▶ **TASK DIRECTIONS**:
Write the next part of the passage on the luminous energy field, starting right after its last sentence.

▶ **DOCUMENT PASSAGE**:
☆ ☆ ☆ ☆

The luminous energy field (see last week’s blog) is shaped like a doughnut (known in geometry as a torus) with a narrow axis, or tunnel, less than a molecule thick in the center. In the Inka language it is known as the popo, or luminous bubble. Persons who have near-death experiences report traveling through this tunnel in their return voyage to the light. The human energy field is a mirror of the Earth’s magnetic field, which streams out of the North Pole and circumnavigates the planet to reenter through the South Pole. Similarly, the flux lines, or cekes, of the luminous energy field (LEF) travel out the top of the head and stream around the luminous body, forming a great oval the width of your outstretched arms. Our energy field penetrates the earth about 12 inches, then reenters the body through the feet.
Although the strength of the Earth’s magnetic held drops off very rapidly the farther it travels from the planet, it never actually reaches zero. It extends for hundreds of miles into space before diminishing in strength, and travels at the speed of light—about 186,000 miles per second—to the edge of the Universe. The human energy field appears to extend only a few feet beyond the body since, like the magnetic field of the Earth, it diminishes in strength very rapidly. Yet it also travels at the speed of light, connecting us to the luminous matrix of the entire Universe, known to the Inka as the texemuyo or all-pervading web.
The flux lines that run along the surface of the planet are similar to acupuncture meridians, connecting the major chakras of the Earth. The meridians of the Earth traverse the globe, transporting energy and information from one part of the planet to another. Shamans claim they can communicate with each other through the luminous matrix formed by the flux lines of the Earth. The medicine person is able to sense and sometimes see the luminous grid of the Universe extending beyond the Earth into the galaxies themselves.
Many people in our technological society are disconnected from the matrix of the Universe. I often find that people who come to see me with symptoms of chronic fatigue have become totally disassociated from the natural world. They do not go for walks in the woods, plant tomatoes in their gardens, or even stop to smell the flowers. This is not to say that walking in the forest will cure chronic fatigue syndrome, which is a complex medical condition. Yet people who suffer from this condition require vital reconnection to the natural grid as part of their healing.
Like the cekes that run along the body of the Earth, the acupuncture meridians run along the surface of the skin, connecting acupuncture points (which are in essence very small chakras) to each other. These energy meridians are analogous to the circulatory system inside the body. They are the veins and arteries of the LEF. Medicine people of the Americas know the meridians as ríos de luz, rivers of light that flow within the luminous body. Shamans throughout the Americas rely on their ability to perceive the energetic realm. For them, the rivers of light in the body are tributaries that flow into and draw their substance from the great luminous rivers that course along the surface of the Earth. By sensing where energy is blocked and where it is flowing vigorously, they are able to diagnose health or disease.

☆ ☆ ☆ ☆

▶ **DATA LISTING**:
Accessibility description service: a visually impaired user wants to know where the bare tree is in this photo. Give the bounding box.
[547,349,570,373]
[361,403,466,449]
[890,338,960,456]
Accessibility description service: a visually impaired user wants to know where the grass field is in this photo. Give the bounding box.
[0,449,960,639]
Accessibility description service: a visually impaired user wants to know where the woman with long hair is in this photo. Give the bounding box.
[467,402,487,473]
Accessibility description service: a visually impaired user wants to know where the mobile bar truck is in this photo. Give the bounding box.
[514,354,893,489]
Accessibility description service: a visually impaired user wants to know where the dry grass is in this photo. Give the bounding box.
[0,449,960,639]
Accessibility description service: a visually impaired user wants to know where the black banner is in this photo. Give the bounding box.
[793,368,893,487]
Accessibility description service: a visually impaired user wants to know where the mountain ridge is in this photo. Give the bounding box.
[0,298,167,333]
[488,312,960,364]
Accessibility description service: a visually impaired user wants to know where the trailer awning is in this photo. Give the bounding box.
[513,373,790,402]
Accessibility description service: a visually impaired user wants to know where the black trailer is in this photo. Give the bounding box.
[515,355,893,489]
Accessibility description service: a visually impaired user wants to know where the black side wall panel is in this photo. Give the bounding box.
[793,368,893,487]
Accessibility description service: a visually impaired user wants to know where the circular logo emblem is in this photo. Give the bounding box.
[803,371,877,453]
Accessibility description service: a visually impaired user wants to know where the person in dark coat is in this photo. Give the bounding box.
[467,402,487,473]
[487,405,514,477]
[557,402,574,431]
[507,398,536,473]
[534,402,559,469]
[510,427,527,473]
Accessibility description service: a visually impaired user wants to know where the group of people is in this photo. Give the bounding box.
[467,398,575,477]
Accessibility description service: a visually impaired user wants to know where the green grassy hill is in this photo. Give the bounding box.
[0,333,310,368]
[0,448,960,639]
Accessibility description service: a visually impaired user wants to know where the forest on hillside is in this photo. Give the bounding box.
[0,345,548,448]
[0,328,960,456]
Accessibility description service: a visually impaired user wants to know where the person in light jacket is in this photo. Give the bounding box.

☆ ☆ ☆ ☆

▶ **EXPECTED ANSWER**:
Nearly twenty years ago, while visiting the city of Cusco, the capital of the Inka Empire, I had the opportunity to observe a healer named Maximo as he ministered to an Indian woman. The old woman suffered from asthma and was beset by coughing fits upon even the slightest exertion, such as climbing a flight of stairs. After the usual greetings and introductions, Maximo asked the woman to sit down and unbutton her blouse. He circled to her back, where he began to trace with his forefinger an invisible line on one side of her spine. He would stop, push the fingertip deep into her flesh, and instruct her to relax. The healer continued to trace lines down her back, applying pressure at various points as the woman flinched with pain.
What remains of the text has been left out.